(Last Monday's Tobago Peeps article. I post them to the blog a week after publication in the Trinidad Guardian):
As I'm leaving the gas station, I notice DOH STUDY IT scrawled across the back windscreen of the dark grey Hilux in front of me.
I look to my right to see what vehicles are coming and my eyes meet the message on the front windscreen of the car heading my way: TOO BLES (one S missing) TO BE STRESS.
I swing my vehicle out and head in the direction of the highway, stopping at the traffic lights. The wording on the car coming from the right advises FEAR NOT.
Moments later, on the highway heading west, I pass a car turning right at Signal Hill. On the back windscreen, written in rasta-coloured letters sandwiched between stickers of two praying hands, is: IN GOD WE TRUST.
Clearly a message is being delivered today via these consecutive nuggets of vehicular wisdom.

•••••

> Set of tasks
a: Set down the stretch of the Tobago Peeps column from "(Last Monday's Tobago" through "of vehicular wisdom.", copying it word for word.
b: Rename "single marker" to "single point" in the stretch of the listing from the line containing "the child's fingers" through the end of the listing, and give back only those lines with everything else unchanged.

> Dataset rows

•••••

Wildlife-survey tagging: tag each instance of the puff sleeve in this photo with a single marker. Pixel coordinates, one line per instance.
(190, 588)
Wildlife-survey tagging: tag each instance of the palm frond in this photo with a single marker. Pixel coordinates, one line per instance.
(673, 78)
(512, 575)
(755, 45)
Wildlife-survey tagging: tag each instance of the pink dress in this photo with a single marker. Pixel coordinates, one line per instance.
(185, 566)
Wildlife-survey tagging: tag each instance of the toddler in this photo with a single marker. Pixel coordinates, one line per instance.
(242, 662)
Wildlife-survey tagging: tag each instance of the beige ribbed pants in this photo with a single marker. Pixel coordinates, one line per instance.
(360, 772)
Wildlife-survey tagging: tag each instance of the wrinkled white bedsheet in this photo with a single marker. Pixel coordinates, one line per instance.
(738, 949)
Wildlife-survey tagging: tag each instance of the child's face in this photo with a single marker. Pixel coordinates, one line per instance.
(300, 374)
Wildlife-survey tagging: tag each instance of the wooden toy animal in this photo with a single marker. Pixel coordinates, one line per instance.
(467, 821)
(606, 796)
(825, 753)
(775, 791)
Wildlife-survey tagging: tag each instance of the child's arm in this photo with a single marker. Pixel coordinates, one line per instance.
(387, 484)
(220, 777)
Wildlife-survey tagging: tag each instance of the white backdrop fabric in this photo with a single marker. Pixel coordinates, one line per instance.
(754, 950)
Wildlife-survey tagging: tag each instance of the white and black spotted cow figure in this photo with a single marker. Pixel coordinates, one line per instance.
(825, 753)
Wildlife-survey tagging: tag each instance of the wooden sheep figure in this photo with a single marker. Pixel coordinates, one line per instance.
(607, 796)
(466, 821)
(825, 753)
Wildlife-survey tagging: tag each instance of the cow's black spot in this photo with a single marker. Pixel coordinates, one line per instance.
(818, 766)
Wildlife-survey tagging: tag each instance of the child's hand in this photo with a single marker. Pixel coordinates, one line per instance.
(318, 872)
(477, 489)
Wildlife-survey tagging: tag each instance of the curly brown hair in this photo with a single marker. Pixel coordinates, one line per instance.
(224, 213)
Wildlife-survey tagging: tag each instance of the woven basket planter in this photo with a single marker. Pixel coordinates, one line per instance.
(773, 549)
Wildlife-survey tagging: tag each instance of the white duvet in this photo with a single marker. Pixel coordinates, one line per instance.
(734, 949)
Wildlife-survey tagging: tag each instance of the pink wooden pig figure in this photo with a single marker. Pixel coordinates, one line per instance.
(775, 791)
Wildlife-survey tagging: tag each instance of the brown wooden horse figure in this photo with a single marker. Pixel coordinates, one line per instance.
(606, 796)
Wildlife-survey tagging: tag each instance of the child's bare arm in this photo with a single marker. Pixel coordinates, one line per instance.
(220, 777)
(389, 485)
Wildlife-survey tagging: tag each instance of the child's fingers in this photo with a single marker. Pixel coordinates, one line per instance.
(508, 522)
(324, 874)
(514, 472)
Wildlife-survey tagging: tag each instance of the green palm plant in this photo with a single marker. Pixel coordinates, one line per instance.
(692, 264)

•••••

> Exercise results
a:
(Last Monday's Tobago Peeps article. I post them to the blog a week after publication in the Trinidad Guardian):
As I'm leaving the gas station, I notice DOH STUDY IT scrawled across the back windscreen of the dark grey Hilux in front of me.
I look to my right to see what vehicles are coming and my eyes meet the message on the front windscreen of the car heading my way: TOO BLES (one S missing) TO BE STRESS.
I swing my vehicle out and head in the direction of the highway, stopping at the traffic lights. The wording on the car coming from the right advises FEAR NOT.
Moments later, on the highway heading west, I pass a car turning right at Signal Hill. On the back windscreen, written in rasta-coloured letters sandwiched between stickers of two praying hands, is: IN GOD WE TRUST.
Clearly a message is being delivered today via these consecutive nuggets of vehicular wisdom.

b:
Wildlife-survey tagging: tag each instance of the child's fingers in this photo with a single point. Pixel coordinates, one line per instance.
(508, 522)
(324, 874)
(514, 472)
Wildlife-survey tagging: tag each instance of the green palm plant in this photo with a single point. Pixel coordinates, one line per instance.
(692, 264)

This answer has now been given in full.